> **Task prompt**: Reproduce each line of the material precisely.

^^^^

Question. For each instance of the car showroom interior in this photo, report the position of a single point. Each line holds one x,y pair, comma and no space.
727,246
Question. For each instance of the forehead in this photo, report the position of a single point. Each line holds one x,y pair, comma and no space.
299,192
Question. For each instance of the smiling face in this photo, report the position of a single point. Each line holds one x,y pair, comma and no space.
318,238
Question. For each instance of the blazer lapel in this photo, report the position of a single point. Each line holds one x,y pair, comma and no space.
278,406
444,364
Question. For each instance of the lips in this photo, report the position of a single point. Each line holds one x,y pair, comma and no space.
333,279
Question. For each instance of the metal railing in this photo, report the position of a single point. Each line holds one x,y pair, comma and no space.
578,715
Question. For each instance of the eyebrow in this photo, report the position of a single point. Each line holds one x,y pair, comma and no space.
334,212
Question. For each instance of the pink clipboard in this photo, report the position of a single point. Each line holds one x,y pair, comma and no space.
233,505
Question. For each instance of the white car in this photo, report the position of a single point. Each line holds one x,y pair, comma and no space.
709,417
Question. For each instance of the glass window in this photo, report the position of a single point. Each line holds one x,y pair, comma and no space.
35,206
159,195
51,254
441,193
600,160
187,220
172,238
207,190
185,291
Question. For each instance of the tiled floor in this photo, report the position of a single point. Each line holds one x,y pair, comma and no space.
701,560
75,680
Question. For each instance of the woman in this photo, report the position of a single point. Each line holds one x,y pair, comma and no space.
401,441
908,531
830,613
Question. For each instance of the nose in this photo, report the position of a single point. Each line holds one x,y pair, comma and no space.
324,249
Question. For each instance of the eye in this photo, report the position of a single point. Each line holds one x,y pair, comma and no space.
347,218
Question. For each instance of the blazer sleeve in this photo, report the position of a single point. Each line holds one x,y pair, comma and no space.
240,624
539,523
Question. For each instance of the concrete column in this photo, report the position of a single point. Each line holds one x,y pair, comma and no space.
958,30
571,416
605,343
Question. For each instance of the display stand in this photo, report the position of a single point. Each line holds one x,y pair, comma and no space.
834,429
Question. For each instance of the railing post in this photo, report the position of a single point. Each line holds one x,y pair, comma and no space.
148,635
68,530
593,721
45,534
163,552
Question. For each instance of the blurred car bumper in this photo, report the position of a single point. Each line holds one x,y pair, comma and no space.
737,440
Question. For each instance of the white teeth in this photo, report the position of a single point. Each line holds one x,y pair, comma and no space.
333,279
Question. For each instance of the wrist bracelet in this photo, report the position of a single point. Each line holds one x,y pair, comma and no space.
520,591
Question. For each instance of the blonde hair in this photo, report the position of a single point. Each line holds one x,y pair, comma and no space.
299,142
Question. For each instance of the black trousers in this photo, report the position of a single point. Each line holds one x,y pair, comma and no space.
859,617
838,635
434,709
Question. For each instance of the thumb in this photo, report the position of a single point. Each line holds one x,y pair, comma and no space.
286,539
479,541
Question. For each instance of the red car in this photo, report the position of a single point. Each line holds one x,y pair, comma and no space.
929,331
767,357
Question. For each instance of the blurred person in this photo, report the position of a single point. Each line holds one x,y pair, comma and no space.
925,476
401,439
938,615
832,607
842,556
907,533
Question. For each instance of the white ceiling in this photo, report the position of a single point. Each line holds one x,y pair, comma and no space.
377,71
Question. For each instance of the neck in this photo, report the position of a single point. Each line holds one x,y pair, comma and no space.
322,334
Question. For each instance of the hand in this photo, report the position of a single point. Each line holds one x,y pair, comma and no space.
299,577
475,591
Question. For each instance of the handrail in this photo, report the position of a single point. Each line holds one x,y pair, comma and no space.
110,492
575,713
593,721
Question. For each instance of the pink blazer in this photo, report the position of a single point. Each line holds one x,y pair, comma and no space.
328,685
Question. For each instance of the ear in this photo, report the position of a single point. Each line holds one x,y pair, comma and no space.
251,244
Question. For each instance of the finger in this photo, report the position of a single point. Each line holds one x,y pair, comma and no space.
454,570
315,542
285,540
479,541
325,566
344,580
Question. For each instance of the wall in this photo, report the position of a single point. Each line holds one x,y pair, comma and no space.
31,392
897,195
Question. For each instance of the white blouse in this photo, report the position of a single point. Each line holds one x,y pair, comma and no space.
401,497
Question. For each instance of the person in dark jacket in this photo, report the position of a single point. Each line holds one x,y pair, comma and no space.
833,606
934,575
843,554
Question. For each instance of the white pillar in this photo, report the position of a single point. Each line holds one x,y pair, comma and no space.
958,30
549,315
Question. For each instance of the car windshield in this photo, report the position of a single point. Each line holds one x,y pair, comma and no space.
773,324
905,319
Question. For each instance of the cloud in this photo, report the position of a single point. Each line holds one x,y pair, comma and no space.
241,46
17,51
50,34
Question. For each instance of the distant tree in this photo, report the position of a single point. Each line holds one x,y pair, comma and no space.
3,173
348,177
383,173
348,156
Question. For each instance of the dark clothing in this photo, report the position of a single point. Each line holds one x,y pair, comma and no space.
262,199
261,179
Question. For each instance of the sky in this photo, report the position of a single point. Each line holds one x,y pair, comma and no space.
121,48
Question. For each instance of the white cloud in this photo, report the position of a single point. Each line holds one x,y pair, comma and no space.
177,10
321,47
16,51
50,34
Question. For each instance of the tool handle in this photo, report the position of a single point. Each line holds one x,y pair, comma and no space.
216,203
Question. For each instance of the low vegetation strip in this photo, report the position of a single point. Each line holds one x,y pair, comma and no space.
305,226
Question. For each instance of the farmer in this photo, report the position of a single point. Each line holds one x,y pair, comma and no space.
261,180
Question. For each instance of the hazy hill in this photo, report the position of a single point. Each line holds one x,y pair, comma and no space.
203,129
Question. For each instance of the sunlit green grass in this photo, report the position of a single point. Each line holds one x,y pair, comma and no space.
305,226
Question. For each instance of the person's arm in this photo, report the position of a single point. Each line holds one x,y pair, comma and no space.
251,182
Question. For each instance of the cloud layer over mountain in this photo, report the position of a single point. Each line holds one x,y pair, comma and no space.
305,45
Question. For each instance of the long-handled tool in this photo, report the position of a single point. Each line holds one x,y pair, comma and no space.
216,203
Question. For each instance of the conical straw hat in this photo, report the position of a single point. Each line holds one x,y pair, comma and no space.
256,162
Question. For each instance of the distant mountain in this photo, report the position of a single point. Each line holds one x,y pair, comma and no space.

^^^^

> **Right answer**:
Question. For each instance of the car showroom interior in this photo, report the position of a single point. Each line holds one x,y pair, comma and no space.
727,246
Question. For each instance of the forehead in this photo, report the position of a single point. Each line holds one x,y pair, comma and no space.
299,192
Question. For each instance of the smiling face in this photo, report the position of a single point. Each line holds one x,y pair, comma and no space.
318,238
Question. For each instance of the blazer lapel in this photo, report the position of a single point. Each line holds one x,y pair, comma and no space.
278,406
444,364
Question. For each instance of the lips in this photo, report the position of a single point. Each line holds one x,y pair, comma and no space.
333,279
Question. For each instance of the metal railing in this photo, report the position of a single point. Each line holds one x,y pair, comma and no space.
578,715
Question. For each instance of the eyebrow in this photo, report the position of a single point. Each line holds one x,y pair, comma and no space.
334,212
Question. For each instance of the pink clipboard in this photo, report the position of a single point. Each line holds one x,y pair, comma and no space.
233,505
Question. For each instance of the white car in this photo, report the position of a single point. Each line holds one x,y pair, comma and no space.
709,417
Question. For each instance of the glass window in this photo, report the position of a single point. Each line holds one x,y pair, comma and no space.
35,206
159,195
51,254
441,193
600,160
187,220
172,238
207,190
185,291
Question. For each instance of the tiled floor in this photo, report the position of a single point. Each line holds one x,y pair, comma and no space.
701,560
75,680
Question. For each instance of the woman in this photo, report the position of a single point. Each line holds one x,y pair, comma and no space.
401,441
908,531
830,613
Question. For each instance of the nose in this photo, report the position of a single point. Each line holds one x,y pair, comma and no space.
324,249
Question. For each instance of the eye in this photo, report the position of a single point. Each line holds one x,y pair, comma and no space.
347,218
Question. For each instance of the blazer sleeve in this photo, report the position of a single point. Each line holds one x,y pair, comma and no space.
240,624
539,523
Question. For each instance of the concrete column in this photo, report the position of a single point. Each line holds one x,y pair, comma and no space.
958,30
571,416
605,343
Question. For each instance of the display stand in this photo, report the position of a single point. Each line holds one x,y pair, comma and no space.
834,429
Question. For each instance of the railing post in this photo, report the position of a single point. Each line holds one x,y pair, comma and no space.
148,635
68,530
593,721
45,534
163,552
Question. For each instance of the blurred car bumper in this photo, report the position of a single point. Each line holds one x,y pair, comma and no space.
737,440
Question. For each instance of the white teeth in this photo, report the position of a single point. Each line holds one x,y pair, comma and no space.
333,279
Question. For each instance of the wrist bracelet in this photo, report the position of a single point. Each line holds one x,y pair, comma and no space.
520,591
Question. For each instance of the blonde hair in this photo, report the position of a single point. Each line holds one x,y pair, comma and no space.
299,142
Question. For each instance of the black trousers in this photo, report the position of a single point. Each line holds one x,y pair, comma and no space.
859,617
838,635
434,709
Question. For each instance of the thumb in this photo, report the position of a single point. Each line holds one x,y pair, comma and no space.
286,539
479,541
Question. For each instance of the red car in this photo, report the position of a single point. Each line holds one x,y pair, comma and no space.
929,331
767,357
Question. For each instance of the blurred person in this photo, report the position of a single point. Each line holds one x,y pair, comma and no space.
925,476
401,439
938,615
832,607
842,556
907,533
Question. For each instance of the white ceiling in this photo, report the position of a single point. Each line holds one x,y pair, comma and no space.
377,71
Question. For each instance of the neck in this photo, report the position of a single point. Each line holds one x,y pair, comma and no space.
322,334
Question. For each instance of the hand in this photo, report the position of a single point. Each line holds one x,y pair, comma and no space.
299,577
475,591
Question. For each instance of the handrail in this photo, report the position of a single point. Each line holds one x,y pair, comma and no space.
110,492
575,713
593,721
Question. For each instance of the pink blazer in this photo, report the position of a single point. Each line holds one x,y pair, comma and no space.
328,685
Question. For each instance of the ear in this photo, report the position of a single point. Each line holds one x,y pair, comma and no space.
251,244
Question. For each instance of the finger in this photo, report the position of a single point. Each line holds one x,y pair, comma and no space.
454,570
315,542
285,540
479,541
325,566
344,580
Question. For each instance of the wall in this photo, report the position of a single point. Each line holds one x,y pair, comma and no space.
31,392
897,195
Question. For each instance of the white blouse in this photo, report the position of a single point. Each line holds one x,y pair, comma and no space.
401,497
Question. For each instance of the person in dark jacket in this photo, report the position of a single point. Each line holds one x,y pair, comma and no space.
833,606
934,575
843,554
Question. For each instance of the white pillar in this photo, report the position of a single point. Each line holds one x,y pair, comma and no space.
958,30
549,315
Question. For each instance of the car windshield in this photo, report the position of a single point. Each line holds one x,y pair, comma and no space.
773,324
905,319
Question. For each instance of the cloud in this photo, report the position of a single point. Each line holds one x,y pair, comma and no space.
241,46
17,51
50,34
Question. For each instance of the distant tree in this photo, report the position of a single point. Each line holds one x,y pair, comma and no space.
3,173
348,177
383,173
348,156
Question. For each instance of the dark clothing in this photo, report the position of a single point. Each line holds one x,y pair, comma and no space.
262,199
261,179
Question. For each instance of the sky in this photo, report the position of a single point. Each line holds one x,y pair, comma and no space.
121,48
Question. For each instance of the white cloud in this photo, report the position of a single point. Each line holds one x,y pair, comma and no space.
177,10
321,47
16,51
50,34
Question. For each instance of the tool handle in this photo, report the position of a single point. Each line holds one x,y pair, comma and no space.
216,203
Question. For each instance of the low vegetation strip in this photo, report the position of a single point. Each line holds one x,y pair, comma and no space.
305,226
Question. For each instance of the farmer in this photo, report the position of a single point. Each line holds one x,y pair, comma and no space.
261,180
Question. For each instance of the hazy hill in this photo, report the position of a single point. Each line holds one x,y pair, comma and no space.
203,129
Question. For each instance of the sunlit green grass in this photo, report the position of a single point. Each line holds one x,y pair, comma and no space.
305,226
Question. For each instance of the person's arm in this photo, report the position of a single point. Each line holds one x,y pair, comma and no space.
251,182
Question. For each instance of the cloud layer over mountain in this photo, report the position of a single point. Each line holds one x,y pair, comma and no space.
305,45
Question. For each instance of the long-handled tool in this photo, report the position of a single point. Each line holds one x,y pair, comma and no space.
216,203
Question. For each instance of the conical straw hat in this photo, report the position of a single point. Each line holds one x,y pair, comma and no space.
256,162
Question. For each instance of the distant mountain in this photo, report the position of a single point. Each line holds one x,y pair, comma and no space.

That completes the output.